RECORD EXCERPTS ->
++++++

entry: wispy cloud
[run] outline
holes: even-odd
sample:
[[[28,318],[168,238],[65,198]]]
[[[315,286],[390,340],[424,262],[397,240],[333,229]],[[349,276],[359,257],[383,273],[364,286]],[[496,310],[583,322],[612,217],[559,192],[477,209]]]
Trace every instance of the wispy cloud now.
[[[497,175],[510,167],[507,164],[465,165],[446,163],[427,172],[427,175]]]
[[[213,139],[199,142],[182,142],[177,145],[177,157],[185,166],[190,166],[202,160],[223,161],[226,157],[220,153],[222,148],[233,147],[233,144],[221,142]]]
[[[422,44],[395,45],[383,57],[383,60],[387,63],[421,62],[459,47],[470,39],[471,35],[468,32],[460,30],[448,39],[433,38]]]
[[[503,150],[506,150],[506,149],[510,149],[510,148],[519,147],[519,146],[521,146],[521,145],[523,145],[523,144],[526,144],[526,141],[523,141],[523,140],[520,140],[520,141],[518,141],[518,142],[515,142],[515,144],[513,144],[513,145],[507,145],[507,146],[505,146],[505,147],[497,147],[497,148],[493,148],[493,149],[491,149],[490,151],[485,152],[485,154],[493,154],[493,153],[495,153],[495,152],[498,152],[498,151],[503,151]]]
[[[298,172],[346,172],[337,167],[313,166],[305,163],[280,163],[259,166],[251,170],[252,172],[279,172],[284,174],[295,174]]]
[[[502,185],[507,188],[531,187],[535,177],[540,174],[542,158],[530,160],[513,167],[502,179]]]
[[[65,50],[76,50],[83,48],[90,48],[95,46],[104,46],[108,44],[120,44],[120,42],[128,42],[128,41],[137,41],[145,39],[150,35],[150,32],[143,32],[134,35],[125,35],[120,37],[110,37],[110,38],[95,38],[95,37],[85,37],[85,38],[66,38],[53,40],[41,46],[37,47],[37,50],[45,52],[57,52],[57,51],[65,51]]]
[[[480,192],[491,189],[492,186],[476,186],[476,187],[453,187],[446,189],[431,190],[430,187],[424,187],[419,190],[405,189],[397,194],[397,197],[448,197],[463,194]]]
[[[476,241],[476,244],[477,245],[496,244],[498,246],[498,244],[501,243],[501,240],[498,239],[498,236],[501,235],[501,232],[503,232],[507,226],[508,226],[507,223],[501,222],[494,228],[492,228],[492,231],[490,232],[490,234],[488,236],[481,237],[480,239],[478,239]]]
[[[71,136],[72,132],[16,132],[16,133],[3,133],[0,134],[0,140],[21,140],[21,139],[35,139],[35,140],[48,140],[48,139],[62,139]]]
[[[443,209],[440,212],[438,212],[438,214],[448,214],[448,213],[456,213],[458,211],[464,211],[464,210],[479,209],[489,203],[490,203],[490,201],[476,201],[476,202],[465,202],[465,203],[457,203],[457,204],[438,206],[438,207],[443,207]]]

++++++

DO THIS -> Please state how many lines of the entries above contain the word "cloud", treating uppercase and lowercase as different. Reply with the number alone.

EXPECTED OUTPUT -> 2